(Box annotations for photos)

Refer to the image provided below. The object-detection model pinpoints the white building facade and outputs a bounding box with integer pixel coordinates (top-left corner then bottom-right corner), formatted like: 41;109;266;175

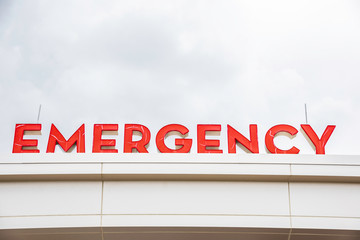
0;153;360;240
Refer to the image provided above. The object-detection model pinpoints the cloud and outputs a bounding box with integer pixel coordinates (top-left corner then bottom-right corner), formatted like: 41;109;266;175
0;1;360;153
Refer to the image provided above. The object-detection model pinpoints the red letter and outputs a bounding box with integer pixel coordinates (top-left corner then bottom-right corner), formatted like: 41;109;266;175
197;124;222;153
228;124;259;153
124;124;151;153
93;124;118;153
265;124;300;154
13;124;41;153
301;124;335;154
156;124;192;153
46;124;85;153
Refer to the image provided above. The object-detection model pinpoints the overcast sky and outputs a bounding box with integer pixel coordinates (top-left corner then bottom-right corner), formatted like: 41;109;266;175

» **GIVEN PROBLEM**
Can you write out all of the material above again, substituting "locates" for "pinpoints" wherever it appears, with everything else unchanged and the pictures left out?

» **ANSWER TO THE PROBLEM**
Refer to the image provided below. The object-detection model locates the white building facade and outputs a bounding box with integer pixel coordinates (top-left corner then bottom-right corner), formatted like: 41;109;266;175

0;153;360;240
Refer to the image provided above. The object-detection model locates the cloud and outputs a bounding box with integer pixel coordinates (top-left corner then bottom-right corner), formatted like: 41;109;266;175
0;1;360;153
Refer to the image provided above. The object-detection model locates the red letter and outputs a bounding box with integer pixel coordinates (top-left corner then bottom-right corner), formatted like: 41;109;266;175
197;124;222;153
228;124;259;153
124;124;151;153
93;124;118;153
265;124;300;154
13;124;41;153
301;124;335;154
156;124;192;153
46;124;85;153
Refer to the image provided above. The object-detection model locates the overcast sky and outputs a bounding box with integer pixel coordinates (top-left corner then bottom-right corner), formatted like: 41;109;266;175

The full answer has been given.